TEXT PROVIDED =
Published on Wednesday in the journal Nature, a new paper reveals a new, roughly Earth-sized temperate world around a nearby small star that suffers from much the same gravitational tug-of-war from a Neptune-like sister planet that Jupiter’s moons do. As a result it’s expected to have strong volcanic activity on its surface.
However, the star itself—a cool red dwarf star in the southern hemisphere constellation of Crater—is only slightly bigger than Jupiter.
“The discovery of this exoplanet is an extraordinary find,“ said Professor Björn Benneke from Canada’s Université de Montréal’s Department of Physics. “The similarity in the properties of LP 791-18 d and Earth as well as the prospect of detectable geological activity and volcanism on it make it a key object to better understand how terrestrial worlds form and evolve.”
LP 791-18 d was found in some of the data from NASA’s now-dead Spitzer Space Telescope before it was decommissioned in 2019, as well as in data from NASA’s Transiting Exoplanet Survey Satellite (TESS).
What Makes It Earth-Like?
The planet orbits within its star’s habitable zone—close enough for liquid water to exist on its surface—and is suspected to be geologically and able to maintain an atmosphere. The temperature on LP-791-18 d is only slightly higher than on Earth, largely because its host star is so small and cool.

MATERIAL SUPPLIED =
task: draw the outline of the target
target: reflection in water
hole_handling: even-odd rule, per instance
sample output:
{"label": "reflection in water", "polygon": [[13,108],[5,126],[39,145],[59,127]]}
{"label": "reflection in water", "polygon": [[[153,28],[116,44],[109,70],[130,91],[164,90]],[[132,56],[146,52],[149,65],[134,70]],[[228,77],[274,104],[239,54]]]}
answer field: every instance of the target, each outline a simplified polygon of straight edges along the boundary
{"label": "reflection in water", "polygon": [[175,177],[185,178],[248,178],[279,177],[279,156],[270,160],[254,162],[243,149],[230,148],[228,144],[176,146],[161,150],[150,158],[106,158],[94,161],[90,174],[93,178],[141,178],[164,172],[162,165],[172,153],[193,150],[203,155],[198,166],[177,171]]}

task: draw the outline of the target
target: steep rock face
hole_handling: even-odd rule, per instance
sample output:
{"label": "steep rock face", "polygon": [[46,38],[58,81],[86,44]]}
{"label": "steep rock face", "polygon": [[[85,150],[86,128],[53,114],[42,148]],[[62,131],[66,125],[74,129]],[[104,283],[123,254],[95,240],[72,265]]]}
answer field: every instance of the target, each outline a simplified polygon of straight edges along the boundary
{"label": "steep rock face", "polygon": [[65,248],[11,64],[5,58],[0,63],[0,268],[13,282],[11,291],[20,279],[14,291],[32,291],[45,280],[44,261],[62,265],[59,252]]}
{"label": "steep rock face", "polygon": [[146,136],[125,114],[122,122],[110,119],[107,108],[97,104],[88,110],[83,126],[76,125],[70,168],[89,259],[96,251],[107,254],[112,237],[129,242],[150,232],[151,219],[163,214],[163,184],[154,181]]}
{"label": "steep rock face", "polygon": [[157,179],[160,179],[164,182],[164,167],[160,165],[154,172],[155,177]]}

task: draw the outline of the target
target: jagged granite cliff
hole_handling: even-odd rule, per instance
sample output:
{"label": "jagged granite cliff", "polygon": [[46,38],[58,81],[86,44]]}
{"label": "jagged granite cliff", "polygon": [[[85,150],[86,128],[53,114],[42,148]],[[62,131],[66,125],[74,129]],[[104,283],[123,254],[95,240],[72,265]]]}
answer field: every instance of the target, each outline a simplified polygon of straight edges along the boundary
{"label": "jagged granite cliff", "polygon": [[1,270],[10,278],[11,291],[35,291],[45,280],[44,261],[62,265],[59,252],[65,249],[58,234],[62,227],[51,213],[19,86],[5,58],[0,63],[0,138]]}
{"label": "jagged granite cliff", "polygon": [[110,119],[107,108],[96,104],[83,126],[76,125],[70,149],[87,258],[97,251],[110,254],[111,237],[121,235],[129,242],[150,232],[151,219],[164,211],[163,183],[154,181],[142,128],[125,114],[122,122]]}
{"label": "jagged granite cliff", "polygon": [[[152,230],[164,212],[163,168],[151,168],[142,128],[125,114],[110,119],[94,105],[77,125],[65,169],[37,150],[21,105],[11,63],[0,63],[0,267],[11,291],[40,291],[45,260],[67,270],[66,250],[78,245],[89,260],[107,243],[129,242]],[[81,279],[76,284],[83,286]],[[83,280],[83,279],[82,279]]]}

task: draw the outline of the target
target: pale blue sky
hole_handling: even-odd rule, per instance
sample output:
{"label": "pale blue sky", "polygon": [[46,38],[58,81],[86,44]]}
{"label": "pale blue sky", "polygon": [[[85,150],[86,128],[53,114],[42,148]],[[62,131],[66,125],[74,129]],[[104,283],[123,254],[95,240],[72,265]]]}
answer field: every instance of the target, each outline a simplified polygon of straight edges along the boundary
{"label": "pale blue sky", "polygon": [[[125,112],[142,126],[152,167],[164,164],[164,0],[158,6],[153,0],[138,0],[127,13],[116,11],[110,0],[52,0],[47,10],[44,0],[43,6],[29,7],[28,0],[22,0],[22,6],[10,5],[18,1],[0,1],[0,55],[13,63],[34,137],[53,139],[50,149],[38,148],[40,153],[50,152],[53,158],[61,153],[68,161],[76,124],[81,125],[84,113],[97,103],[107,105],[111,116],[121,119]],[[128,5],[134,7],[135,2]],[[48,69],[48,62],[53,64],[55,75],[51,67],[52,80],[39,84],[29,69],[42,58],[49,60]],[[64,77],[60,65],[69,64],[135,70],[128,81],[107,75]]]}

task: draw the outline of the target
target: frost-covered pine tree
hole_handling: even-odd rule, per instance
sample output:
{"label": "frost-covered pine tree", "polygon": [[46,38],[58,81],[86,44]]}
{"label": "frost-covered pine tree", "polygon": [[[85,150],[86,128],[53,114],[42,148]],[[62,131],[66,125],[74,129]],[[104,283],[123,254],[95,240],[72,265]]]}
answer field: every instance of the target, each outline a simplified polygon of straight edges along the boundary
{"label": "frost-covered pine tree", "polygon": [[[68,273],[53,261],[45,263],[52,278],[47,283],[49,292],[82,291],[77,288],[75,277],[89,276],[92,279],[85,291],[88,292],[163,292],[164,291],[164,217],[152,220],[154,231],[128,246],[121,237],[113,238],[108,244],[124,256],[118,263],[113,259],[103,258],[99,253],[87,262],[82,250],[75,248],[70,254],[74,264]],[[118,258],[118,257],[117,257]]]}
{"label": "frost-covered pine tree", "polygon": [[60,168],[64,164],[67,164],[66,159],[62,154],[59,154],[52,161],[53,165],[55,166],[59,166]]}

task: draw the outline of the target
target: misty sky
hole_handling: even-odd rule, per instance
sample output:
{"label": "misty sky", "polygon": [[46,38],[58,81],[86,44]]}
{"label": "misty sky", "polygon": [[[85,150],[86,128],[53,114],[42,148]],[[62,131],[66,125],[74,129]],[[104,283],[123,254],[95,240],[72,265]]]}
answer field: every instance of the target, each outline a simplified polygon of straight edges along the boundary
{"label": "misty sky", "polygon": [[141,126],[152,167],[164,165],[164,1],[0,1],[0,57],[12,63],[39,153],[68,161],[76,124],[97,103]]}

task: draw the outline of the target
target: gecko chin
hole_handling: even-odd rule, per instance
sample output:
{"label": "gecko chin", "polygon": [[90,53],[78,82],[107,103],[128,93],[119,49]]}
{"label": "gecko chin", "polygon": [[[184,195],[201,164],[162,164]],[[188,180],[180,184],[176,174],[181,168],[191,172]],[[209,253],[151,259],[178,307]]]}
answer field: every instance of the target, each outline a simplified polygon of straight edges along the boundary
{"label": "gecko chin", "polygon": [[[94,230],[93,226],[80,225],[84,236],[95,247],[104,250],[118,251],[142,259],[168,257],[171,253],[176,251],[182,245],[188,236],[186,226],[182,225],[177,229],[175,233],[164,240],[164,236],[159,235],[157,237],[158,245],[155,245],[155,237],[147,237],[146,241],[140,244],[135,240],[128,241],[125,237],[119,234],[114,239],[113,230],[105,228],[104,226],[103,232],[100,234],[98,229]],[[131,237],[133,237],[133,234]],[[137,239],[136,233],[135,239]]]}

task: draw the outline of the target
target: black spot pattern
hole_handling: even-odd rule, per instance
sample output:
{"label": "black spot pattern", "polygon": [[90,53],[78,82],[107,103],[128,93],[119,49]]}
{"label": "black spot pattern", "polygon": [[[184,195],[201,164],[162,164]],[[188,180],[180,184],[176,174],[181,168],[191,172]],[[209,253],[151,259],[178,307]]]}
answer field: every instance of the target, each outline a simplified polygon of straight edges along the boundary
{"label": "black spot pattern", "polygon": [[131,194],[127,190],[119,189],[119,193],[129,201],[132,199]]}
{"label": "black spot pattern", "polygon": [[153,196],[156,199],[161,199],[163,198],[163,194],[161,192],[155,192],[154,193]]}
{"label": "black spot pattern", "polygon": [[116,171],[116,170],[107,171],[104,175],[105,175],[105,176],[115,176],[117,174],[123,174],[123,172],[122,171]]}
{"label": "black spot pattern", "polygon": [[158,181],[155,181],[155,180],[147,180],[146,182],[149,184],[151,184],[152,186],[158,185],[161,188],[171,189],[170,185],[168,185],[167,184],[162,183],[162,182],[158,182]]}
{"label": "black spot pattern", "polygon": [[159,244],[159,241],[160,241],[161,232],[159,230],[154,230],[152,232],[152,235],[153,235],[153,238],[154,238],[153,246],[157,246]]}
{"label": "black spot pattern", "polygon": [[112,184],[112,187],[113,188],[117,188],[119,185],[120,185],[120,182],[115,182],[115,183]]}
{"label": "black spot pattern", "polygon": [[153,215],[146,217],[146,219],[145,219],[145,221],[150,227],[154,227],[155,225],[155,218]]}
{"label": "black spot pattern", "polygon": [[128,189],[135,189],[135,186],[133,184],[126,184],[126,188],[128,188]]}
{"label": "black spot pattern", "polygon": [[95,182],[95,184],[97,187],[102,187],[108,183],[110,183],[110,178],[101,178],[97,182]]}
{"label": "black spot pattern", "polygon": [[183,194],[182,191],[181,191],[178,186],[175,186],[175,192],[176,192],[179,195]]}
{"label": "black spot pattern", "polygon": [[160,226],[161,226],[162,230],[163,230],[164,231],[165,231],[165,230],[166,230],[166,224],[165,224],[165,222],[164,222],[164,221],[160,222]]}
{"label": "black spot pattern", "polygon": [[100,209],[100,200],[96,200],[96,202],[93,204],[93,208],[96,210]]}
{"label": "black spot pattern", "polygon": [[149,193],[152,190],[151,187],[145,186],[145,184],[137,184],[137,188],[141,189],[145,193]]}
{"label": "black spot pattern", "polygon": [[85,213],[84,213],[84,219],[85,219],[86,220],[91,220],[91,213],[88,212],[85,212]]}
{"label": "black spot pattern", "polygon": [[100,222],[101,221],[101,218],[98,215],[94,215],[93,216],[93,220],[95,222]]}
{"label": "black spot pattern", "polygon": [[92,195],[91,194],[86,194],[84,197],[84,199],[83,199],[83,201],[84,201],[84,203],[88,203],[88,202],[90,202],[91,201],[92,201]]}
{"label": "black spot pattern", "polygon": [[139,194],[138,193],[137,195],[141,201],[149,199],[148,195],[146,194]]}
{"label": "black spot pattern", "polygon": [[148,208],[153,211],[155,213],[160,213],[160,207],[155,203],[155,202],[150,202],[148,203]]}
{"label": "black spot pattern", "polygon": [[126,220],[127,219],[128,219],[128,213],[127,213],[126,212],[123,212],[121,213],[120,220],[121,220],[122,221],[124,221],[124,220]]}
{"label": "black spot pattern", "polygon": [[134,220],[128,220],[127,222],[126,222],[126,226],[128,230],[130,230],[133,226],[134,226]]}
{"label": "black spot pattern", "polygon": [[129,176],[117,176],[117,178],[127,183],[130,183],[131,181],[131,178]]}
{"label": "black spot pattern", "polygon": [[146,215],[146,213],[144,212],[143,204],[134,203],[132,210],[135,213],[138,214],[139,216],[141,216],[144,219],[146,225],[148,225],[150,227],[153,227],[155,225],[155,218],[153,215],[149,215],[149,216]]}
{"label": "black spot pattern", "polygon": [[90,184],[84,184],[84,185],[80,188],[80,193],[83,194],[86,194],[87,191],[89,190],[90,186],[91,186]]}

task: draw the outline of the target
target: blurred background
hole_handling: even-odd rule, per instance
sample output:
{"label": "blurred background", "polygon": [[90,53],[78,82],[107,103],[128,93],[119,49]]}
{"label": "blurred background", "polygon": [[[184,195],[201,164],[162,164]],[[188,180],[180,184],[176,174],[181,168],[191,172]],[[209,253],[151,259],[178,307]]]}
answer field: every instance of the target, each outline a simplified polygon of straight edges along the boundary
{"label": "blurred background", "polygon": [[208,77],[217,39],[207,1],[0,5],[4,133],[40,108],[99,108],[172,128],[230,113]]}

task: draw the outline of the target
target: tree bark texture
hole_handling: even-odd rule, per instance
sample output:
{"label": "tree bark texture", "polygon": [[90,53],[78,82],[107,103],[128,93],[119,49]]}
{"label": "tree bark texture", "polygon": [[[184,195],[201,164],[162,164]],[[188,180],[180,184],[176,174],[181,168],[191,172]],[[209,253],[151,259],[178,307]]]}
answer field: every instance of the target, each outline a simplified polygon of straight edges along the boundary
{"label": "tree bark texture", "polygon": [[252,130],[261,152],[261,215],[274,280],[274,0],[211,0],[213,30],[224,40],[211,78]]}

WHAT TO WORK ON =
1. Answer these questions using the article about the exoplanet LP 791-18 d:
(a) Which journal published the paper?
(b) In which constellation is the host star located?
(c) Which NASA telescope was decommissioned in 2019?
2. List every planet, exoplanet or constellation that the article about LP 791-18 d mentions by name, including within compound words such as "Earth-sized". Give each one once.
3. Continue the article about the exoplanet LP 791-18 d from the point where it stops.
The items come from a different source than the article.

OUTPUTS FOR THE TASKS =
1.
(a) Nature
(b) Crater
(c) The Spitzer Space Telescope

2.
- LP 791-18 d
- Earth
- Jupiter
- Neptune
- Crater

3.
However, the newly found planet might be considered Earth-like, but that comparison only goes so far. LP 791-18 d orbits its star in just 2.8 Earth-days and is tidally locked, with a permanent day-side and night-side. Only on the latter could water condense on its surface, suspect the researchers.
“The main discovery here is that we found a planet the size of Earth, much smaller than the planets b and c,” said co-author Ian Crossfield, associate professor of physics and astronomy at the University of Kansas. “We don’t really know if it has an atmosphere, or if it has water, or if it has life, or if it could support life. We don’t know any of that.”
How Do They Know It’s Volcanic?
Researchers suspect there are volcanoes and possibly even an ocean of magma, but there’s no firm proof. The clues come from the fact that LP 791-18 d orbits its star in between two other planets:
LP 791-18 b: 20% bigger than Earth that orbits in a little less than one Earth-day.
LP 791-18 c: 2.5 times Earth’s size that orbits in five Earth-days.
In the data, researchers could see the new planet passing very close to LP 791-18 c. Since the other planet is so massive, relatively speaking, its gravity tugs the tiny planet and forces it into an elliptical orbit, which squashes and deforms it enough to create internal friction that heats the planet’s interior. Cue that heat trying to escape as volcanic activity at its surface.
“The significant friction generated by tidal heating in the planet is responsible for heating its interior to a considerable extent, ultimately enabling the existence of a subsurface magma ocean,” said Caroline Piaulet, a Ph.D student at Université de Montréal, who was involved in the discovery. “In our solar system, we know that Jupiter’s moon Io is affected by Jupiter and its other moons in a similar way, and that world is the most volcanic we know.”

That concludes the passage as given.